EXERCISE DETAILS.
Your answer should be the lines of the data below that contain "vehicle".

PROVIDED DATA.
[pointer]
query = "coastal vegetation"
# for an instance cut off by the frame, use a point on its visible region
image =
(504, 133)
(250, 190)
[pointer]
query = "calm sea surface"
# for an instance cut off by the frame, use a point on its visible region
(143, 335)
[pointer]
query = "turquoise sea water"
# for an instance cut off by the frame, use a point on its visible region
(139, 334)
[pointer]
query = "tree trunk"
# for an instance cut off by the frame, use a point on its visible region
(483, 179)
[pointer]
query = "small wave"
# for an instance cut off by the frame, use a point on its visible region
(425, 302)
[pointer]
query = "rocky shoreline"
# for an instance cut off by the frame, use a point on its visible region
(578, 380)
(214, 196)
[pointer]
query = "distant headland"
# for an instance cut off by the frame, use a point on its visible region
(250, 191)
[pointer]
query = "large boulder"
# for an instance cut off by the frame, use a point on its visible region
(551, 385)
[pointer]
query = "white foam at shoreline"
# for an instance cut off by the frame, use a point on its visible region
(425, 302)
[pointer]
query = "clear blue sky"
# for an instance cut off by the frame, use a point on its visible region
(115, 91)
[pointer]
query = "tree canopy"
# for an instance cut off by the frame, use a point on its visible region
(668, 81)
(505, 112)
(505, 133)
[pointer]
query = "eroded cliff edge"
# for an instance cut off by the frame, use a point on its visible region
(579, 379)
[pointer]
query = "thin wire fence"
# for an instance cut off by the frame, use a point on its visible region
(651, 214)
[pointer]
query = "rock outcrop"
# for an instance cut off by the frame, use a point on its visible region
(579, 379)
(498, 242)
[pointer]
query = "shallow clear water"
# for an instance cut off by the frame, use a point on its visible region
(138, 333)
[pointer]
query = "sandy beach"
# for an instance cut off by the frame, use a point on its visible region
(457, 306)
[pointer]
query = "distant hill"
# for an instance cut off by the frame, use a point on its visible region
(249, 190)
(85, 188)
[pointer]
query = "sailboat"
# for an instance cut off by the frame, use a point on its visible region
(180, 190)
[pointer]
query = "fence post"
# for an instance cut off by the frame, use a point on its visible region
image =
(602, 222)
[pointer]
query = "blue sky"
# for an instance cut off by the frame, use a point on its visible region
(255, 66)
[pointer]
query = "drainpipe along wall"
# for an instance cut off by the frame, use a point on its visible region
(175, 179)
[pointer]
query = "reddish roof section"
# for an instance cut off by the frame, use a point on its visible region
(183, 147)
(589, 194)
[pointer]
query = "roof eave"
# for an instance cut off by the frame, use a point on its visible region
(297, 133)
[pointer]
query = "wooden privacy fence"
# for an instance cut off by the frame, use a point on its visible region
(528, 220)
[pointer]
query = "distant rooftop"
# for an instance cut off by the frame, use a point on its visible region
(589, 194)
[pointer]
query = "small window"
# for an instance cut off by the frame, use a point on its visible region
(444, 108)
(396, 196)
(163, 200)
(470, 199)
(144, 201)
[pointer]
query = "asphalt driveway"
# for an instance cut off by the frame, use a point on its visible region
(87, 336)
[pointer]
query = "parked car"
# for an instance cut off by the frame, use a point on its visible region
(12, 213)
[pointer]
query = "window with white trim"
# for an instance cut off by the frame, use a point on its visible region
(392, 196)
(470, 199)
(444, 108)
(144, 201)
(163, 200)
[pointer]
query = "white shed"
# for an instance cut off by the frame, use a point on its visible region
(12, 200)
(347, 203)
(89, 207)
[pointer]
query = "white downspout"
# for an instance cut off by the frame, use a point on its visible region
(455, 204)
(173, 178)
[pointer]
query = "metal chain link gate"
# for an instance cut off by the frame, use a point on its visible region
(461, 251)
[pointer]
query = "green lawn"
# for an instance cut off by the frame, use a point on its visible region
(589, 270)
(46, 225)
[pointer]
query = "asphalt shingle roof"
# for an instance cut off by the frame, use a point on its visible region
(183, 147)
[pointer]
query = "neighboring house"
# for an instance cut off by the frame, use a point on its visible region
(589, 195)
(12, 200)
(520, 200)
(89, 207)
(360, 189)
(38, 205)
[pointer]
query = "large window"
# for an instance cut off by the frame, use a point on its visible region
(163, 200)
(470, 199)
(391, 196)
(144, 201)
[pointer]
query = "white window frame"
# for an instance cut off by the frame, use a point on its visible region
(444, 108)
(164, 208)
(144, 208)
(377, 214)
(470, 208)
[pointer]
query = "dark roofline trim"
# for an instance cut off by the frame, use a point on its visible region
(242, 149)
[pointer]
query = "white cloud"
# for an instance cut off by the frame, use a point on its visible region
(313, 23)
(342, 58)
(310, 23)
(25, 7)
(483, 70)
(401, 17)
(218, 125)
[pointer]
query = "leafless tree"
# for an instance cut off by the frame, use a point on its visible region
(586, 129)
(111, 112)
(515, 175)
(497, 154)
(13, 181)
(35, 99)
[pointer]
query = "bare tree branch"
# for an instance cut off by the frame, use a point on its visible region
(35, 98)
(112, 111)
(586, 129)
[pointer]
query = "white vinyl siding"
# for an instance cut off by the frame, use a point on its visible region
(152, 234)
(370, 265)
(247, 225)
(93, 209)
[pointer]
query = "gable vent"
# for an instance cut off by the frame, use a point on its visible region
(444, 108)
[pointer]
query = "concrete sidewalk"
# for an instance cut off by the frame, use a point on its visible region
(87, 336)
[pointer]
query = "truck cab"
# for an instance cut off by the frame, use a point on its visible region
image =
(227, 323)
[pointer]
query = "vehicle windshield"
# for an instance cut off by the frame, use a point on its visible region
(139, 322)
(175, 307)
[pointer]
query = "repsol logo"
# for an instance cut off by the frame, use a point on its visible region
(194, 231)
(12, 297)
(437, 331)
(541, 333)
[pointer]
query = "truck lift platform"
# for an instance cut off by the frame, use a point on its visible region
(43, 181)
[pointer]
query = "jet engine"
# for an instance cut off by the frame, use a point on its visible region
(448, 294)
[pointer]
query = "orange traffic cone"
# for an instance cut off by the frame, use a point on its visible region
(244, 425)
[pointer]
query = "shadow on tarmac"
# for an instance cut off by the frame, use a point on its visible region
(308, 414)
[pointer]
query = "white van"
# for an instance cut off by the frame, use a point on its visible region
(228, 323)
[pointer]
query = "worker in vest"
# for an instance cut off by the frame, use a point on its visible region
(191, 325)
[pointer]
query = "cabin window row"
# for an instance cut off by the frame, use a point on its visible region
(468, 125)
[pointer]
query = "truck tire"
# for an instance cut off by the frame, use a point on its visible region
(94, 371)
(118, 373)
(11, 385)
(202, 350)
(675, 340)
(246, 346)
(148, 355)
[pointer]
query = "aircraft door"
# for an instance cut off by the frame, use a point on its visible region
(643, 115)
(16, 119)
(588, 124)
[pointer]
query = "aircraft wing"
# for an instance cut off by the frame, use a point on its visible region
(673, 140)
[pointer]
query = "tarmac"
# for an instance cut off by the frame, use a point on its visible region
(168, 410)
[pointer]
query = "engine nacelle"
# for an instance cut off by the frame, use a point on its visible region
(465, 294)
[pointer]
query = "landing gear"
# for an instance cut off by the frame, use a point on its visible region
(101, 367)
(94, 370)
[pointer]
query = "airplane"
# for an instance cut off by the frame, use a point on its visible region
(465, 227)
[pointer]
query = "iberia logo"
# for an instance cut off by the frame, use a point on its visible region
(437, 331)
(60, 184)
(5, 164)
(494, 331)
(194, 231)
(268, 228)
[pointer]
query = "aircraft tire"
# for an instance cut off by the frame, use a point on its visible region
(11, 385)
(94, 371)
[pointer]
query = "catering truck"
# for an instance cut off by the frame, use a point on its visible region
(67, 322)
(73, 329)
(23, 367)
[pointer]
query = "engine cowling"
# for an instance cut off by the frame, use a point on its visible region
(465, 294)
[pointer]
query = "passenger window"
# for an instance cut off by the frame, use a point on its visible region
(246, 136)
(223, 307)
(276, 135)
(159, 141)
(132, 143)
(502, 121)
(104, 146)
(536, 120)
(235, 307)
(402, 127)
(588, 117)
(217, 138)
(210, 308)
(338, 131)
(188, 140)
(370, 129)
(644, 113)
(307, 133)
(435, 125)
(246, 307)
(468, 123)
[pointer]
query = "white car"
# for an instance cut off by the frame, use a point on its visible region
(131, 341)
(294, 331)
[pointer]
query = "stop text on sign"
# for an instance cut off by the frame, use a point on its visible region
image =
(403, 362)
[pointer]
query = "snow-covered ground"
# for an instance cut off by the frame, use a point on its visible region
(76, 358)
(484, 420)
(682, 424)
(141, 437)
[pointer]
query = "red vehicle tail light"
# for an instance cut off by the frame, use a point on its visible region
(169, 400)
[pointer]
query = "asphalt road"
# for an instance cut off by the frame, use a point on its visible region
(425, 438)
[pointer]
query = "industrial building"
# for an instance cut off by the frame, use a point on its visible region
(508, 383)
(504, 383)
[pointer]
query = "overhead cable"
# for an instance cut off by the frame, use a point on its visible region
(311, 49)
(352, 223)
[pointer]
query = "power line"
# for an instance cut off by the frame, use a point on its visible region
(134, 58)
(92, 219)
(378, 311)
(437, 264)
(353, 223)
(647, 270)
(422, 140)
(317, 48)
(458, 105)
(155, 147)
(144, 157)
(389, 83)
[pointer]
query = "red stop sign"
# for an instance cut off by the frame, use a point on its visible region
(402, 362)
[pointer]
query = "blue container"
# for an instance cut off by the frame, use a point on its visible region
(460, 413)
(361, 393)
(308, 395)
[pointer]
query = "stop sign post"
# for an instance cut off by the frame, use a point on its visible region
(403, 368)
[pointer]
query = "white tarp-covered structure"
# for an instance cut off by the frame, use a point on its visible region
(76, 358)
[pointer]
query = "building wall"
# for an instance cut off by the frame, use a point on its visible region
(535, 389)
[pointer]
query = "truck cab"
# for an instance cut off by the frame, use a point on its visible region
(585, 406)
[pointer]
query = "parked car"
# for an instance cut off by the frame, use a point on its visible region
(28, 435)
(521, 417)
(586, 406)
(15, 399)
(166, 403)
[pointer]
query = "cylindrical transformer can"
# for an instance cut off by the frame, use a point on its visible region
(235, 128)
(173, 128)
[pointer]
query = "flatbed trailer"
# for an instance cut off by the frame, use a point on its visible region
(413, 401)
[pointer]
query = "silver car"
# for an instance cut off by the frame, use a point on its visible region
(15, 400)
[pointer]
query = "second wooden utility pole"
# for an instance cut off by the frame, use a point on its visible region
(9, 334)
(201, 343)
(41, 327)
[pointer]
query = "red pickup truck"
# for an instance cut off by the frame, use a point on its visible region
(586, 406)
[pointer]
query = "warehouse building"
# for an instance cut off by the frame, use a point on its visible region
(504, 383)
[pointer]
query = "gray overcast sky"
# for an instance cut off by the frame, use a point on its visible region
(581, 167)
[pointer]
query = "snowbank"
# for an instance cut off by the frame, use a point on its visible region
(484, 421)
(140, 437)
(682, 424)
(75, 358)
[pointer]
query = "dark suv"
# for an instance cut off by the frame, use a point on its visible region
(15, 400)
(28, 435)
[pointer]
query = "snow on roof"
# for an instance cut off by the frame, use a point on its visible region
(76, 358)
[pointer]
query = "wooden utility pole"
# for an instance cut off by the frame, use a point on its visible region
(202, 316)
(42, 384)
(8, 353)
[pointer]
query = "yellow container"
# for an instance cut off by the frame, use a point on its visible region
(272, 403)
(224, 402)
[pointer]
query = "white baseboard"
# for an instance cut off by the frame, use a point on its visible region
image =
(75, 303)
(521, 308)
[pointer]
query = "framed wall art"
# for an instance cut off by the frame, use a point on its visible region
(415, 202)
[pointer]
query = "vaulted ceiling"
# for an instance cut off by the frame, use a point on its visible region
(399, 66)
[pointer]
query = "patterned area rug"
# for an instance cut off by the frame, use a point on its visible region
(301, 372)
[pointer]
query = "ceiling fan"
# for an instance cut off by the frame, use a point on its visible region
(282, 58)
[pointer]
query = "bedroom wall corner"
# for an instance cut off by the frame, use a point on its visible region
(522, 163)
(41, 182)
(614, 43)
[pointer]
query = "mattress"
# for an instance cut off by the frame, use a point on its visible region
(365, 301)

FINISHED EXERCISE.
query = "vehicle windshield"
query = "red vehicle tail light"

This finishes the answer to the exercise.